- **Records for processing**:
===============
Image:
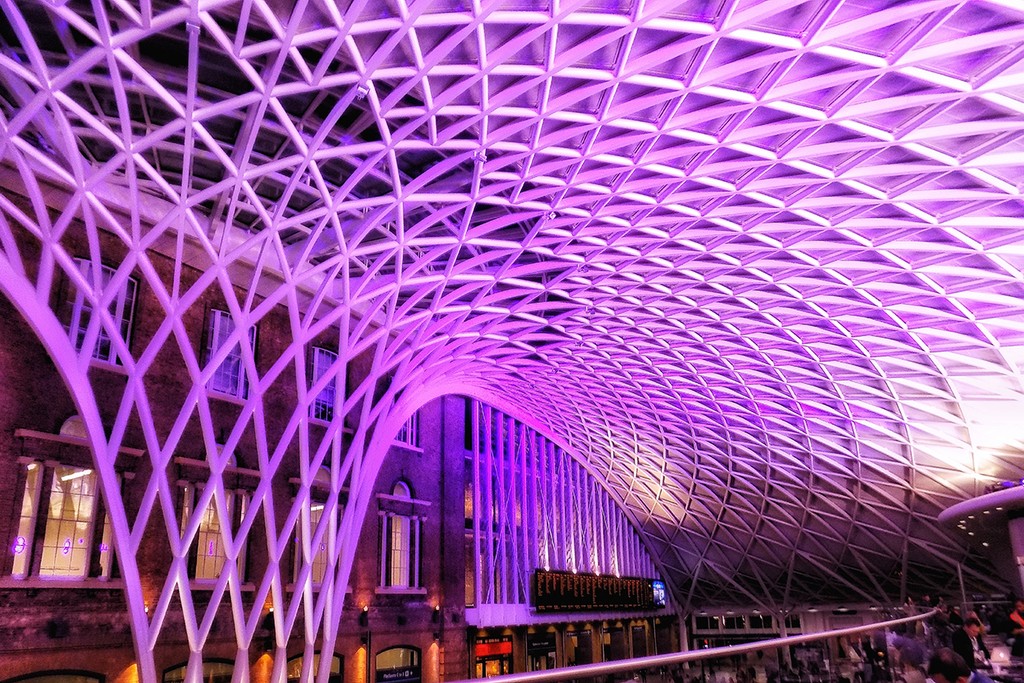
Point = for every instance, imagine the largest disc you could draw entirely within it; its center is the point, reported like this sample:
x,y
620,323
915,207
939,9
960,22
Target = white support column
x,y
1016,526
477,512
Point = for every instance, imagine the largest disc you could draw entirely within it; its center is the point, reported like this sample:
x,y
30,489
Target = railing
x,y
656,660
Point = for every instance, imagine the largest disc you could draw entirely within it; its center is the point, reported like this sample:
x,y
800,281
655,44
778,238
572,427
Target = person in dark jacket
x,y
967,643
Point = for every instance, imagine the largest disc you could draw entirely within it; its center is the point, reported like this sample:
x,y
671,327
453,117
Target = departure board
x,y
564,591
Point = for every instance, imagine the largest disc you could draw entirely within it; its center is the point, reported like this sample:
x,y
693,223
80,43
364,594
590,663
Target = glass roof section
x,y
758,262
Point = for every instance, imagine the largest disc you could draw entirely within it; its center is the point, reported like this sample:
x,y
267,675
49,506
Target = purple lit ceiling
x,y
758,262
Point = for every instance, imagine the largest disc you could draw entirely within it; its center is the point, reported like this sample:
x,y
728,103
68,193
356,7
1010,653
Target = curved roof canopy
x,y
759,262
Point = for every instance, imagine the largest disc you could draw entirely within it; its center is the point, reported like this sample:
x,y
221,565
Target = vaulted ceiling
x,y
758,262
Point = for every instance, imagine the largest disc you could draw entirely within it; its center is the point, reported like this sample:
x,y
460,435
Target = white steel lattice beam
x,y
757,265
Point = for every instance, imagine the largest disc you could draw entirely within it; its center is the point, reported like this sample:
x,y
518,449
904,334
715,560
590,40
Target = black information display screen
x,y
564,591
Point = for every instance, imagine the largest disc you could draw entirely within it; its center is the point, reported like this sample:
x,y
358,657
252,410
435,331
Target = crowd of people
x,y
952,637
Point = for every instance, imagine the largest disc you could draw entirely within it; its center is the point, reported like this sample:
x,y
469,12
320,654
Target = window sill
x,y
109,366
92,583
395,590
226,397
291,588
209,584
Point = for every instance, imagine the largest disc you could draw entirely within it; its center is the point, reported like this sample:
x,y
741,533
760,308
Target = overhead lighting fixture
x,y
76,475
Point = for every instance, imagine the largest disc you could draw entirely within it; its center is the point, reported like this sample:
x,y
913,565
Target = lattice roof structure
x,y
757,262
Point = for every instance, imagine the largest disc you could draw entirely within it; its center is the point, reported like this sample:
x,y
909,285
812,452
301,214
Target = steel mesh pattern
x,y
758,262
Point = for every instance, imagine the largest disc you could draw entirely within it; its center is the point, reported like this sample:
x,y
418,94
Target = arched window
x,y
400,531
294,669
217,671
62,498
398,665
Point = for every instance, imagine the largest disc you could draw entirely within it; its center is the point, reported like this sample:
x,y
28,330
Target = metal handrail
x,y
656,660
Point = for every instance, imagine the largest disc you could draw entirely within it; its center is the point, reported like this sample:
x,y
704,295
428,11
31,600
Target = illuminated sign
x,y
659,593
562,591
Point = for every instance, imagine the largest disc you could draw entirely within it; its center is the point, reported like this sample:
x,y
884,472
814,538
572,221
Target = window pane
x,y
210,554
229,377
69,522
22,548
121,308
320,553
399,551
410,432
323,406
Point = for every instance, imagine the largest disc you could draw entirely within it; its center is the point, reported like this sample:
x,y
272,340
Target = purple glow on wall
x,y
744,269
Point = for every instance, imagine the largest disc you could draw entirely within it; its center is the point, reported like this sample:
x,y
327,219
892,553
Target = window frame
x,y
29,562
222,380
409,433
398,524
190,493
322,407
122,311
===============
- **Work instructions**: From the first record to the last, retype everything exactly except the images.

- **Task solution**:
Image:
Point = for every instance, imagine the largest disc you could draw entirely within it; its center is the point, reported like this sample:
x,y
620,323
915,207
939,9
960,22
Target = white support column
x,y
1016,526
477,512
Point = for every instance, imagine the largest disc you could draw entirely within it; its center is the point, reported like this sample:
x,y
30,489
Target = railing
x,y
656,660
Point = for every instance, imagine the largest disc you could draw entirely within it; its center is the point, reported like this sample:
x,y
800,281
655,44
778,238
572,427
Target = person in dark jacket
x,y
967,643
Point = for every instance, imagine the largest disc you could draw entirely within it; its center is the point, reported like this sample:
x,y
671,327
453,117
Target = departure board
x,y
564,591
Point = for every instance, imagine the largest disc you could draw entirely within it; its center is the point, reported like this sample:
x,y
693,223
80,43
364,594
590,663
Target = glass roof section
x,y
758,262
Point = for every instance, imagine the largest disc you could draw entirely within it; its center is the point, reported like this sample:
x,y
267,675
49,506
Target = purple lit ceiling
x,y
758,262
Point = for every instance, imagine the largest disc you could draw entirely within it; its center is the point, reported like this sample:
x,y
728,103
68,193
356,7
1010,653
Target = curved roof canopy
x,y
759,262
Point = for every instance, imagine the largest disc you could draw entirely within it; its center is the point, reported like this sample:
x,y
221,565
Target = vaulted ceiling
x,y
758,262
Point = for every instance, imagine the largest disc you could draw entirely within it; its center is the point, reported like this sample:
x,y
460,435
Target = white steel lattice beam
x,y
757,265
Point = for every instance, imagine the largest disc you could draw entirely within it; its center is the point, reported like this sample:
x,y
518,449
904,334
715,560
590,40
Target = black information display screen
x,y
564,591
Point = for every instance, imagine the largest disc you could draw entirely within it; its center is the point, reported like this sample:
x,y
358,657
252,410
435,331
Target = crowd of people
x,y
952,637
Point = for every instance, imagine the largest disc you could draw entirely within it; its center is the point, reported like this sample:
x,y
469,12
320,654
Target = window sill
x,y
109,366
92,583
395,590
226,397
291,588
209,584
Point = for every instance, imagine the largest disc you could draw entirely within it; its center is the point, reported like this sample:
x,y
741,533
760,308
Target = overhead lighting fixture
x,y
76,475
Point = for every instance, imagine the largest disc you could draw entirely within it; its center is the point, reported like this sample:
x,y
913,565
Target = lattice roof structure
x,y
757,262
Point = for every instance, imagine the largest disc you could draw entirely within it; its center is the point, reported like this sample:
x,y
909,285
812,452
301,214
Target = steel mesh pattern
x,y
758,262
Point = for every instance, imagine the largest disc you could draw entirely within it; its center is the point, reported like this sample:
x,y
418,94
Target = arched window
x,y
400,531
294,669
217,671
62,498
398,665
Point = for every instance, imagine the largest disc you could draw entirely within it; its center is the point, reported like this sample:
x,y
28,330
Target = metal handrail
x,y
656,660
Point = for every instance, imagine the largest disc you could draw entirely within it; its center is the point, reported like this sample:
x,y
704,295
428,11
31,600
Target = illuminated sign
x,y
659,593
562,591
Point = for every instance, imagine the largest disc you could draw entirely within it; its center is the point, reported like this sample:
x,y
884,472
814,538
572,221
Target = window pane
x,y
210,554
229,377
69,522
22,548
121,308
320,553
399,551
410,432
323,406
Point = for every instance, imagine the largest disc you could draw entirely within it; its center is the point, reported like this sample:
x,y
272,340
Target = purple glow on wall
x,y
744,269
Point = for every instance, imagine the largest disc you could draw entirely within it; its center is the point, reported like this sample:
x,y
327,219
892,553
Target = window frame
x,y
29,562
222,380
409,433
398,524
190,493
322,407
122,311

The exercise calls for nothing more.